• **Material for this task**:
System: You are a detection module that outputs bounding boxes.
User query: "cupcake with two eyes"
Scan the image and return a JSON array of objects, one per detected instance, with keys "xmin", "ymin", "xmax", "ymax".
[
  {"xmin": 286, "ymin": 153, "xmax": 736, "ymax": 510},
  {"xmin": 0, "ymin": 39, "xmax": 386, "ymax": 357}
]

• **What is asked**:
Reproduce the entry above verbatim, keeping every line, symbol, and space unchanged.

• **Output**:
System: You are a detection module that outputs bounding boxes.
User query: "cupcake with two eyes"
Scan the image and return a JSON array of objects, one per detected instance, with keys "xmin", "ymin", "xmax", "ymax".
[
  {"xmin": 286, "ymin": 153, "xmax": 736, "ymax": 510},
  {"xmin": 0, "ymin": 39, "xmax": 386, "ymax": 357}
]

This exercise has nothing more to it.